> [課題の指示]:
A. 記事のプロフィールに出てくる、Iさんが入社または業務委託で働いた会社を、書かれている順にすべて挙げてください。
B. 記事の「もと駐在妻の再就職リアルストーリーVol.7(後編)」から「なお話をたくさん伺いました。」までを両端も含めて書き写し、その際「駐在妻」を「帯同家族」に置き換えてください。

もと駐在妻の再就職リアルストーリーVol.7(後編)

パートナーの海外駐在によって仕事をやめて日本を離れた女性たち。「駐在妻」と呼ばれる彼女たちのなかには、帰国後にまた仕事に戻る方もたくさんいます。

今回は、駐在帯同中に就業し、様々な葛藤を経て帰国後に希望の業務で再就職をしたある方のリアルストーリーをご紹介します。帯同中に働くことのやりがいや苦労、帰国してからの転職市場での評価など、貴重なお話をたくさん伺いました。


❖リアルストーリーVol.7前編
「家事・育児以外の「何かある」が私には必要」はこちら

 



Iさんプロフィール
2005年 大手通信会社に入社、流通事業部にてPC商材のルート営業、営業企画を担当
2008年 大手教育系出版社に転職、通信教育教材のマーケティング・営業を担当
2018年9月 台湾駐在帯同のため退職
2020年8月 戦略人事コンサルティング会社で業務委託開始
2022年3月帰国 
同年9月スモールビジネス向けのクラウドソフトウェア会社にマーケティング担当として入社

 

もと駐在妻の再就職活動の壁とは

——帰国後の再就職についてお聞かせください。「帯同中に働けば帰国後の再就職はスムーズに進むのでは?」と考える方も多いと思いますが、再就職に向けた活動では苦労したこともあったそうですね。

 

Iさん(以下、敬称略):当初、企業に応募しても書類選考が全然通らなかったんです。帯同中は正社員ではなく「業務委託」という働き方だったので、一度正社員を辞めてしまうとこんなにも社会からの評価が下がるんだ、自分には市場価値がないのかと、かなり落ち込みました。

(コレクションから抽出したデータ)
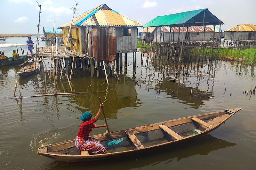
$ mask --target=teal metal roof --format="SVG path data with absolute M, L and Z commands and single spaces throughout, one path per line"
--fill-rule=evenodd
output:
M 205 25 L 223 24 L 223 23 L 207 8 L 158 16 L 145 24 L 145 27 L 172 26 L 199 26 L 202 25 L 205 11 Z M 181 25 L 180 26 L 182 26 Z

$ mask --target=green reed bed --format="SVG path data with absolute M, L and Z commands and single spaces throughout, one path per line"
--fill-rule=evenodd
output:
M 199 53 L 199 49 L 194 50 L 193 54 Z M 203 50 L 201 50 L 201 55 Z M 198 55 L 198 54 L 197 54 Z M 204 55 L 212 59 L 220 59 L 242 61 L 246 64 L 256 64 L 256 48 L 240 50 L 229 48 L 205 48 Z

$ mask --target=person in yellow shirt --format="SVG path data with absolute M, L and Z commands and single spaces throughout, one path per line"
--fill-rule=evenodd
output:
M 2 54 L 1 54 L 1 59 L 2 59 L 2 61 L 8 60 L 9 59 L 9 58 L 8 57 L 4 55 L 4 52 L 2 52 Z
M 20 58 L 19 57 L 19 55 L 18 53 L 16 52 L 16 50 L 15 49 L 14 49 L 12 50 L 12 52 L 13 53 L 12 53 L 12 57 L 13 58 L 13 59 L 19 59 Z

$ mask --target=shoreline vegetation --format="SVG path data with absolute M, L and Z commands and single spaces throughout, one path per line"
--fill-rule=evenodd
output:
M 141 49 L 142 45 L 140 42 L 137 43 L 138 49 Z M 147 49 L 147 45 L 143 45 L 143 48 Z M 152 50 L 155 51 L 155 46 L 152 46 Z M 214 48 L 212 55 L 212 49 L 206 48 L 204 55 L 209 59 L 220 60 L 222 60 L 242 62 L 245 64 L 256 64 L 256 48 L 251 48 L 243 49 L 237 49 L 230 48 Z M 145 51 L 146 52 L 146 51 Z M 194 49 L 192 52 L 193 57 L 198 55 L 199 49 Z M 201 56 L 203 55 L 203 50 L 201 50 Z M 212 56 L 213 57 L 211 58 Z
M 37 34 L 0 34 L 1 38 L 19 37 L 29 37 L 31 35 L 37 35 Z M 39 35 L 43 35 L 39 34 Z

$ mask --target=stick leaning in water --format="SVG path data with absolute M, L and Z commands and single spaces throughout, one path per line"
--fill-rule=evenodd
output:
M 101 100 L 100 100 L 100 97 L 99 97 L 99 99 L 100 99 L 100 104 L 102 104 L 102 102 L 101 102 Z M 106 123 L 106 125 L 108 125 L 108 123 L 107 122 L 107 119 L 106 119 L 106 116 L 105 116 L 105 112 L 104 112 L 104 109 L 102 108 L 102 112 L 103 112 L 103 115 L 104 116 L 104 119 L 105 120 L 105 123 Z M 108 127 L 107 126 L 107 129 L 108 129 L 108 133 L 110 133 L 110 131 L 109 131 L 109 129 L 108 129 Z

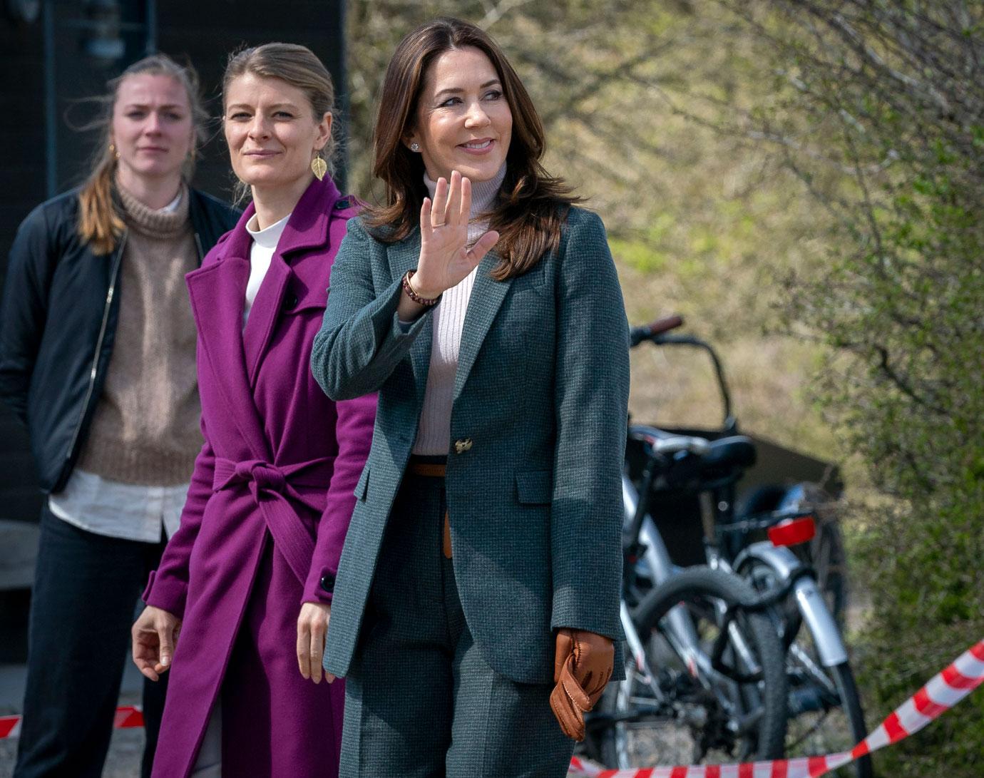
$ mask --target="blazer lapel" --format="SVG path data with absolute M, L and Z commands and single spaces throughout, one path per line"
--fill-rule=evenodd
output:
M 239 243 L 236 237 L 230 243 Z M 228 407 L 234 409 L 230 415 L 253 455 L 269 459 L 269 447 L 253 402 L 243 354 L 243 301 L 249 261 L 230 254 L 219 262 L 192 270 L 185 277 L 199 341 L 212 366 L 212 385 L 218 388 Z M 200 377 L 200 381 L 203 379 Z
M 492 270 L 499 264 L 499 258 L 493 253 L 486 254 L 478 264 L 475 273 L 475 285 L 471 288 L 468 308 L 464 313 L 464 324 L 461 328 L 461 345 L 458 352 L 458 372 L 455 374 L 455 392 L 453 400 L 461 393 L 464 382 L 467 381 L 471 366 L 478 356 L 489 328 L 499 313 L 506 292 L 513 283 L 512 278 L 497 281 L 492 277 Z
M 391 244 L 387 251 L 390 262 L 390 271 L 393 280 L 402 278 L 406 271 L 417 266 L 420 257 L 420 234 L 400 243 Z M 410 363 L 413 365 L 413 385 L 417 391 L 417 406 L 424 401 L 424 390 L 427 389 L 427 372 L 430 369 L 431 338 L 434 332 L 434 317 L 428 316 L 427 321 L 410 347 Z

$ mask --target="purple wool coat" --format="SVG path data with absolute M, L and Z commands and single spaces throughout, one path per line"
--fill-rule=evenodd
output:
M 223 775 L 338 775 L 342 683 L 305 681 L 296 640 L 301 604 L 331 602 L 376 411 L 333 402 L 309 367 L 353 212 L 330 179 L 308 187 L 245 330 L 252 205 L 187 275 L 205 445 L 144 595 L 182 619 L 158 778 L 189 774 L 219 698 Z

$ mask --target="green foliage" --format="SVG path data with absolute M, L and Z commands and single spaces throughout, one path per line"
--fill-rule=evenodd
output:
M 859 511 L 857 547 L 872 594 L 860 678 L 883 715 L 984 635 L 984 9 L 727 5 L 794 74 L 795 98 L 765 116 L 835 215 L 829 269 L 791 280 L 785 319 L 831 347 L 817 400 L 892 498 Z M 818 187 L 831 163 L 844 178 Z M 978 694 L 877 763 L 977 776 L 982 725 Z

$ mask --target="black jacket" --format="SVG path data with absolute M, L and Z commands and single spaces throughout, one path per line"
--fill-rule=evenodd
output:
M 237 213 L 190 190 L 198 261 Z M 21 223 L 0 304 L 0 398 L 28 425 L 41 488 L 65 486 L 86 440 L 113 350 L 120 260 L 78 234 L 78 190 L 42 203 Z

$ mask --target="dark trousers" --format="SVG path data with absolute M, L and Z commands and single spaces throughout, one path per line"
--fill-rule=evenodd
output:
M 41 510 L 15 778 L 101 775 L 135 608 L 163 545 L 96 535 Z M 144 682 L 144 776 L 166 678 Z
M 444 480 L 407 476 L 345 680 L 339 774 L 563 778 L 574 742 L 552 685 L 499 675 L 475 645 L 442 553 L 444 512 Z

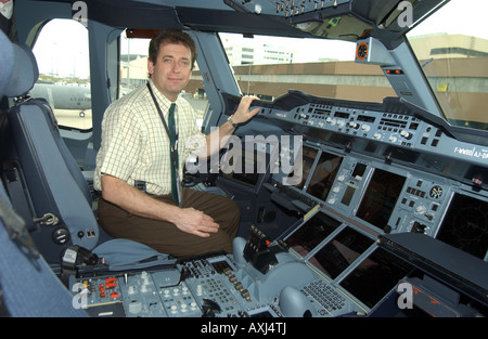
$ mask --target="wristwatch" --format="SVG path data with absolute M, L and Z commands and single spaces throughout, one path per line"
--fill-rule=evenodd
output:
M 231 116 L 229 117 L 229 119 L 227 119 L 227 121 L 229 121 L 229 123 L 232 125 L 233 128 L 237 128 L 239 125 L 235 123 L 234 120 L 232 120 L 232 117 L 233 117 L 233 115 L 231 115 Z

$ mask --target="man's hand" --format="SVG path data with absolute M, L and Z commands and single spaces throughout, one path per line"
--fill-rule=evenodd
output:
M 244 123 L 247 122 L 251 118 L 253 118 L 255 115 L 259 113 L 259 108 L 256 107 L 253 110 L 249 110 L 251 104 L 253 101 L 257 100 L 257 96 L 252 95 L 245 95 L 241 99 L 241 102 L 239 103 L 239 107 L 234 113 L 234 116 L 232 120 L 235 123 Z

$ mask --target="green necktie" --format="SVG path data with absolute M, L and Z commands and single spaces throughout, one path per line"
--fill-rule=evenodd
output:
M 169 145 L 170 149 L 175 149 L 176 143 L 176 128 L 175 128 L 175 103 L 169 107 L 168 114 L 168 129 L 169 129 Z M 172 157 L 175 154 L 175 158 Z M 177 171 L 178 171 L 178 149 L 176 152 L 171 152 L 171 196 L 175 203 L 178 204 L 178 186 L 177 186 Z

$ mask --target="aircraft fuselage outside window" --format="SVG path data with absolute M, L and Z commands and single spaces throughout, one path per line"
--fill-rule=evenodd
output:
M 90 130 L 91 91 L 87 28 L 73 19 L 47 23 L 34 45 L 39 80 L 30 91 L 54 110 L 57 123 Z

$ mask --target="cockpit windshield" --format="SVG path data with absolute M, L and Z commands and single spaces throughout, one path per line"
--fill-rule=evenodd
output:
M 352 101 L 396 96 L 377 65 L 355 63 L 356 42 L 220 34 L 245 94 L 273 100 L 288 90 Z
M 451 0 L 409 34 L 446 119 L 488 130 L 488 24 L 486 0 Z

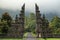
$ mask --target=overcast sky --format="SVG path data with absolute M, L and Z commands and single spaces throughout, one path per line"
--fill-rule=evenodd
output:
M 56 11 L 60 12 L 60 0 L 0 0 L 0 8 L 20 10 L 25 3 L 26 10 L 34 11 L 35 3 L 39 6 L 41 12 Z

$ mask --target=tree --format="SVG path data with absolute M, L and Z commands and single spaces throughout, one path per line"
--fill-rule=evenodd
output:
M 35 31 L 35 25 L 36 25 L 36 20 L 35 20 L 35 14 L 30 13 L 29 17 L 25 17 L 25 26 L 26 26 L 26 31 Z
M 1 22 L 2 27 L 1 27 L 1 33 L 8 33 L 8 25 L 6 21 Z
M 11 18 L 11 16 L 8 14 L 8 12 L 5 12 L 5 13 L 2 15 L 1 21 L 3 21 L 3 20 L 7 21 L 7 24 L 8 24 L 9 27 L 11 26 L 11 20 L 12 20 L 12 18 Z

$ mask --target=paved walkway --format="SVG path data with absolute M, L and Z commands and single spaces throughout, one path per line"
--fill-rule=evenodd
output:
M 32 33 L 28 33 L 26 40 L 36 40 L 36 37 L 34 37 Z

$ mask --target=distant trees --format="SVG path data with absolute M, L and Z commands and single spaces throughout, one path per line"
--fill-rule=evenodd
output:
M 8 12 L 5 12 L 3 15 L 2 15 L 2 18 L 1 18 L 1 33 L 8 33 L 8 29 L 9 27 L 11 27 L 11 21 L 12 21 L 12 18 L 11 16 L 8 14 Z
M 1 21 L 3 21 L 3 20 L 7 21 L 7 24 L 8 24 L 9 27 L 11 26 L 12 18 L 11 18 L 11 16 L 8 14 L 8 12 L 5 12 L 5 13 L 2 15 Z
M 26 17 L 26 31 L 35 32 L 36 25 L 35 17 L 36 16 L 34 13 L 30 13 L 29 17 Z
M 54 34 L 60 34 L 60 18 L 58 16 L 55 16 L 49 25 Z

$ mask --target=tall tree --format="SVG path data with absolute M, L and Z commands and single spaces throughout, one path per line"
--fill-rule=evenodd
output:
M 8 14 L 8 12 L 5 12 L 3 15 L 2 15 L 2 21 L 5 20 L 7 21 L 7 24 L 8 26 L 10 27 L 11 26 L 11 21 L 12 21 L 12 18 L 11 16 Z
M 60 18 L 58 16 L 55 16 L 52 21 L 50 22 L 50 27 L 53 30 L 53 33 L 60 33 Z

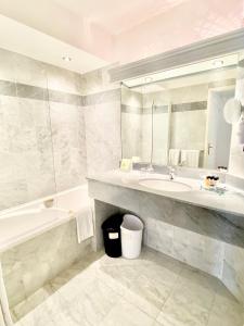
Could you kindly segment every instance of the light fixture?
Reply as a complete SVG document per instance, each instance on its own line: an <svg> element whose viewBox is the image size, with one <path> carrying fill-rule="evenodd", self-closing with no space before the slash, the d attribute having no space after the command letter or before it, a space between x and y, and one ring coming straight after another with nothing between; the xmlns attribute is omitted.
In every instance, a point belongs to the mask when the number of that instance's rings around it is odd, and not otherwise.
<svg viewBox="0 0 244 326"><path fill-rule="evenodd" d="M144 80L145 80L145 83L152 83L153 78L152 77L145 77Z"/></svg>
<svg viewBox="0 0 244 326"><path fill-rule="evenodd" d="M222 60L215 60L213 61L214 67L221 67L223 66L223 61Z"/></svg>
<svg viewBox="0 0 244 326"><path fill-rule="evenodd" d="M66 62L70 62L70 61L72 61L72 58L68 57L68 55L64 55L62 59L63 59L64 61L66 61Z"/></svg>
<svg viewBox="0 0 244 326"><path fill-rule="evenodd" d="M229 99L223 106L223 116L228 124L236 124L242 116L242 104L235 98Z"/></svg>

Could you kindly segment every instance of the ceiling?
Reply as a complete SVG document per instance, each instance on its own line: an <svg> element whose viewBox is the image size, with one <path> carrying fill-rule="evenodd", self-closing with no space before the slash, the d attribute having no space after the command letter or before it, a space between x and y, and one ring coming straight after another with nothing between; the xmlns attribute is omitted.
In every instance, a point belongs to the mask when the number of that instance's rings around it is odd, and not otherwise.
<svg viewBox="0 0 244 326"><path fill-rule="evenodd" d="M0 15L0 48L51 63L77 73L86 73L107 62L37 29ZM70 62L63 57L72 58Z"/></svg>
<svg viewBox="0 0 244 326"><path fill-rule="evenodd" d="M113 35L126 32L185 0L49 0Z"/></svg>

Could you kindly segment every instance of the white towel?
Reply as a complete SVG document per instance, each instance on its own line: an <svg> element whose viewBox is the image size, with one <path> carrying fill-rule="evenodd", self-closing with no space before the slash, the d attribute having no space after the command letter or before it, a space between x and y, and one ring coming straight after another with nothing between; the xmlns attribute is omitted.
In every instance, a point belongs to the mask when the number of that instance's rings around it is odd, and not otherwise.
<svg viewBox="0 0 244 326"><path fill-rule="evenodd" d="M89 202L76 214L78 243L94 236L93 209Z"/></svg>
<svg viewBox="0 0 244 326"><path fill-rule="evenodd" d="M0 325L1 326L12 326L13 322L10 314L10 306L8 302L8 297L5 292L5 286L2 276L2 266L0 262Z"/></svg>
<svg viewBox="0 0 244 326"><path fill-rule="evenodd" d="M188 167L198 167L200 150L181 150L181 164Z"/></svg>
<svg viewBox="0 0 244 326"><path fill-rule="evenodd" d="M179 149L170 149L168 154L168 165L177 166L180 161L180 150Z"/></svg>

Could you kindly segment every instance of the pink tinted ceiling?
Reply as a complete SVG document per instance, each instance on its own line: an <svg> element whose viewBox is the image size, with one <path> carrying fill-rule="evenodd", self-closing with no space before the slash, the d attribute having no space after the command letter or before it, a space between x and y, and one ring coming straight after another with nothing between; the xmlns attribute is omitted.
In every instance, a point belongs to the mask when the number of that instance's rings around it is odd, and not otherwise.
<svg viewBox="0 0 244 326"><path fill-rule="evenodd" d="M137 61L244 27L243 0L188 0L115 39L120 63Z"/></svg>
<svg viewBox="0 0 244 326"><path fill-rule="evenodd" d="M112 35L132 28L187 0L51 0Z"/></svg>
<svg viewBox="0 0 244 326"><path fill-rule="evenodd" d="M243 7L244 0L0 0L1 14L120 63L244 27Z"/></svg>

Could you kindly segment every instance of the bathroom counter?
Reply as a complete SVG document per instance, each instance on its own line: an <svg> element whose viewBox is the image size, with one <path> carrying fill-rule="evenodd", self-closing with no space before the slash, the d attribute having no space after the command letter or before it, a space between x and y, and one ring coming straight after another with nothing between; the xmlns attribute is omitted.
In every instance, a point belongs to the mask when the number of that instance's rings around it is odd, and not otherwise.
<svg viewBox="0 0 244 326"><path fill-rule="evenodd" d="M92 181L99 181L107 185L123 187L125 189L133 189L147 193L154 193L179 202L244 217L244 191L228 185L227 192L223 195L218 195L213 191L201 189L201 180L193 178L181 178L177 176L175 177L176 181L183 181L192 188L190 191L182 192L151 189L139 184L139 181L142 179L162 177L169 179L169 176L162 174L145 173L141 171L126 173L116 170L91 175L88 177L88 180L90 186ZM94 193L91 193L91 197L95 197ZM97 199L101 200L101 198Z"/></svg>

> [解答]:
A. 大手通信会社、大手教育系出版社、戦略人事コンサルティング会社、スモールビジネス向けのクラウドソフトウェア会社

B.
もと帯同家族の再就職リアルストーリーVol.7(後編)

パートナーの海外駐在によって仕事をやめて日本を離れた女性たち。「帯同家族」と呼ばれる彼女たちのなかには、帰国後にまた仕事に戻る方もたくさんいます。

今回は、駐在帯同中に就業し、様々な葛藤を経て帰国後に希望の業務で再就職をしたある方のリアルストーリーをご紹介します。帯同中に働くことのやりがいや苦労、帰国してからの転職市場での評価など、貴重なお話をたくさん伺いました。